> **Article**:
= = = = =

PVA, “Comfort Eating”

U.K. trio PVA’s excellent debut BLUSH was released this month and bridges the gap between the electronic and rock worlds like Ladytron or Marie Davidson before them. “Comfort Eating” is a marriage of the three members key skills; Ella Harris’ confessional poetry, Josh Baxter’s innovative and addictive synths, and Louis Satchell’s relentless and funk-laden drums.

Runnner, “I Only Sing About Food”

There is a Sufjan Stevens-esque twang in Noah Weinman’s voice, lending the songs he makes as Runnner an immediate sense of poignancy. “I Only Sing About Food” quickly betrays its title, throwing death and regret into the mix. It’s a winning recipe. Weinman’s debut Like Dying Stars, We’re Reaching Out is out February 17 via Run For Cover Records.

Mourning, “Disenlightenment”

= = = = =

> **Stored data**:
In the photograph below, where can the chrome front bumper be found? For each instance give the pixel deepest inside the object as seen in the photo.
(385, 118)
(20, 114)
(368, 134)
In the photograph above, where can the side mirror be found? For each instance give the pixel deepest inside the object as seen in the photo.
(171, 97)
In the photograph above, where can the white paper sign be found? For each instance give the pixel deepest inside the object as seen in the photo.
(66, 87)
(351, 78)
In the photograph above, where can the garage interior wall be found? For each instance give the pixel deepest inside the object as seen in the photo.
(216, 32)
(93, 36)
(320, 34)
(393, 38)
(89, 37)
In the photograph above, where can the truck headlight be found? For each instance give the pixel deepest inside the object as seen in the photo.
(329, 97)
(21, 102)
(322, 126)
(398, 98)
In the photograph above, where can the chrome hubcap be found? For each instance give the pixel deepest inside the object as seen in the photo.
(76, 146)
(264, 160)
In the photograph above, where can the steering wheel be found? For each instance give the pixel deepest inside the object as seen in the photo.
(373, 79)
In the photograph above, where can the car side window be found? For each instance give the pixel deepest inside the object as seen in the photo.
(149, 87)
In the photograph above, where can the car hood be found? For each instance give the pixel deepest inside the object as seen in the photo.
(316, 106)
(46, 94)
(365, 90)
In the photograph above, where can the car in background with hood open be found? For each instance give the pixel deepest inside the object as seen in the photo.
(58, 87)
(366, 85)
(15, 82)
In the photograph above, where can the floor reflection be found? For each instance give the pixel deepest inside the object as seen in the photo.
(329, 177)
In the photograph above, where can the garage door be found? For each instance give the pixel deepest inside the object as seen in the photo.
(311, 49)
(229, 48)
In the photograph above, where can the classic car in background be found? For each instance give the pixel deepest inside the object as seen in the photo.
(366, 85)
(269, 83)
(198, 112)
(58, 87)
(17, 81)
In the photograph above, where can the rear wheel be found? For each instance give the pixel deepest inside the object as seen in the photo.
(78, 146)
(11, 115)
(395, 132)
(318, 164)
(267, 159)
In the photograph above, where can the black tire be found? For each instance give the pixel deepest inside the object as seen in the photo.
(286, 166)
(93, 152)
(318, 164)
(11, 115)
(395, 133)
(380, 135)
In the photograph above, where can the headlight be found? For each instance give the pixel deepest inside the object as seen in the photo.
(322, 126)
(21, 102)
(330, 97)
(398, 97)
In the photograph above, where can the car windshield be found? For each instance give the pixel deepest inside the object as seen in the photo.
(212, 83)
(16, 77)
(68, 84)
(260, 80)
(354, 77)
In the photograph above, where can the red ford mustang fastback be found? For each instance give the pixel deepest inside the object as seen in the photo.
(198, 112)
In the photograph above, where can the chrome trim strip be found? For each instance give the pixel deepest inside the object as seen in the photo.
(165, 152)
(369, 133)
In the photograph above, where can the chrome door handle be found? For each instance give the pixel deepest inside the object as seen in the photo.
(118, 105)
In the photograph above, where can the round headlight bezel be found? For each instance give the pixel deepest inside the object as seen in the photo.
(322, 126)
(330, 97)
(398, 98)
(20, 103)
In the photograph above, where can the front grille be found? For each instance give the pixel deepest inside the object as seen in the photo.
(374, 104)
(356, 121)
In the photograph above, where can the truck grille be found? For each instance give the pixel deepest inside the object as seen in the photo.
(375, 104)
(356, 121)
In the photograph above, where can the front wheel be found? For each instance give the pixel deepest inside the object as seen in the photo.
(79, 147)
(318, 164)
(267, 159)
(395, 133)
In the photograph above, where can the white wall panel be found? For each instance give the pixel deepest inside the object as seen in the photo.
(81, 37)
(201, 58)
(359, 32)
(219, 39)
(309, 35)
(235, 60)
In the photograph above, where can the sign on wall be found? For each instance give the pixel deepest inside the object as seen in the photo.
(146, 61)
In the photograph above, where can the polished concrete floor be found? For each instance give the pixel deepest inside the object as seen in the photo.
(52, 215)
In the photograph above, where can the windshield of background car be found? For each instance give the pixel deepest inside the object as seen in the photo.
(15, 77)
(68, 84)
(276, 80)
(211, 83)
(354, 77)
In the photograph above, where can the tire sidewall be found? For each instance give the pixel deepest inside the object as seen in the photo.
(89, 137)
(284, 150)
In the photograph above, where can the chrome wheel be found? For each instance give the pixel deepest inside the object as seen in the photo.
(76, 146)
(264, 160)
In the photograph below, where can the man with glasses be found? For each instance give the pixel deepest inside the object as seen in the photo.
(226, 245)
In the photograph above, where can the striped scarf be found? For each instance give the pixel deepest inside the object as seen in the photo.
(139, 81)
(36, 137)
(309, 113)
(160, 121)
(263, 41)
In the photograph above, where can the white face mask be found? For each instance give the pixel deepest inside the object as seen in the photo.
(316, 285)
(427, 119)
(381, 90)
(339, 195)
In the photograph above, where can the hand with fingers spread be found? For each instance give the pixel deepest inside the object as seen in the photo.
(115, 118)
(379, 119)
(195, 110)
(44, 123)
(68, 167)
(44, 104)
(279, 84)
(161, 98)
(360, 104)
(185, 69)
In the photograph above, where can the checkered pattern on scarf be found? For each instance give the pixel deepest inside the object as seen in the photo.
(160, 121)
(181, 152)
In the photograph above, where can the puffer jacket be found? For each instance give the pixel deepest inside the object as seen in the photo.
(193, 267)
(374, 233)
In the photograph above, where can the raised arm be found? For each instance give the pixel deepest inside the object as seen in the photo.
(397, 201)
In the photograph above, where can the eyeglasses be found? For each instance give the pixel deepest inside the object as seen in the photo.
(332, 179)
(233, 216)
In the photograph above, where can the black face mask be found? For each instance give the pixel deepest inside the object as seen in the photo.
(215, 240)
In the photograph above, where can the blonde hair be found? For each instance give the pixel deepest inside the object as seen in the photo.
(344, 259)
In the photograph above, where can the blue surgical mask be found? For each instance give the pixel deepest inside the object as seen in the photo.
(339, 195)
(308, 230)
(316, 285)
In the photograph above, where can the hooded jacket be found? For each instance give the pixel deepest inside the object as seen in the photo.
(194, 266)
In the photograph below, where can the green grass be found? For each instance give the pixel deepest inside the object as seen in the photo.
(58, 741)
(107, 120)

= = = = =

> **Problem details**:
Answer these questions from the song roundup:
1. Who plays the drums in PVA?
2. What is the title of Noah Weinman's debut as Runnner?
3. Which record label is releasing that debut?

> **Response**:
1. Louis Satchell
2. Like Dying Stars, We're Reaching Out
3. Run For Cover Records